:: Excerpted passage

2014-11-02 Thread William H. Magill

 On Nov 2, 2014, at 1:57 PM, René J.V. Bertin rjvber...@gmail.com wrote:
 On Sunday November 02 2014 12:06:35 Jeff Singleton wrote:
 
 Back story: In an attempt to figure out why the services mds and 
 mdworker were running away with my CPU. Nothing I did resolved this, 
 including putting every single folder except /Applications in the 
 exception list for Spotlight. This is where I started editing 
 
 Did that include switching off indexing for the whole (boot) disk (mdutil -i 
 off) followed by a reboot? That ought to have wiped your spotlight folder, 
 presuming that the most likely performance culprit would be updating an 
 existing (huge) database file ...

This problem (runaway MDs/MDWorker jobs) was also true in Mavericks.

::::

## Problems to solve
(1) Answer these from the Spotlight thread excerpt:
(a) Which two services were running away with the CPU?
(b) What command is given for switching off indexing for the whole boot disk?
(c) In which release was the runaway-job problem also true?
(2) Retype the passage of the Spotlight thread excerpt starting at "Did that include" and ending at "database file ...".
The listing that follows has nothing to do with the Spotlight thread excerpt.

:: Dataset excerpt

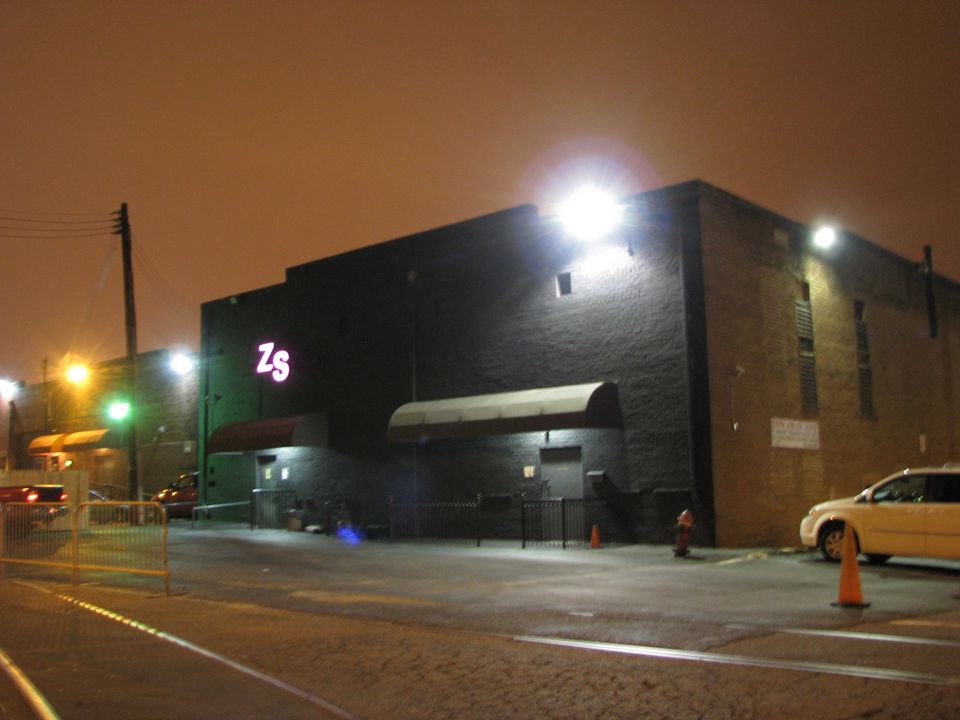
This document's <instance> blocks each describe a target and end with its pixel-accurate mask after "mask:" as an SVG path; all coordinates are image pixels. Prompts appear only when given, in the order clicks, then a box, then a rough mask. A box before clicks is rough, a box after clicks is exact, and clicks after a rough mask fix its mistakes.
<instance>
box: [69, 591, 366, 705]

::::

## Answers for this exercise
(1)
(a) mds and mdworker
(b) mdutil -i off
(c) Mavericks

(2)
Did that include switching off indexing for the whole (boot) disk (mdutil -i 
 off) followed by a reboot? That ought to have wiped your spotlight folder, 
 presuming that the most likely performance culprit would be updating an 
 existing (huge) database file ...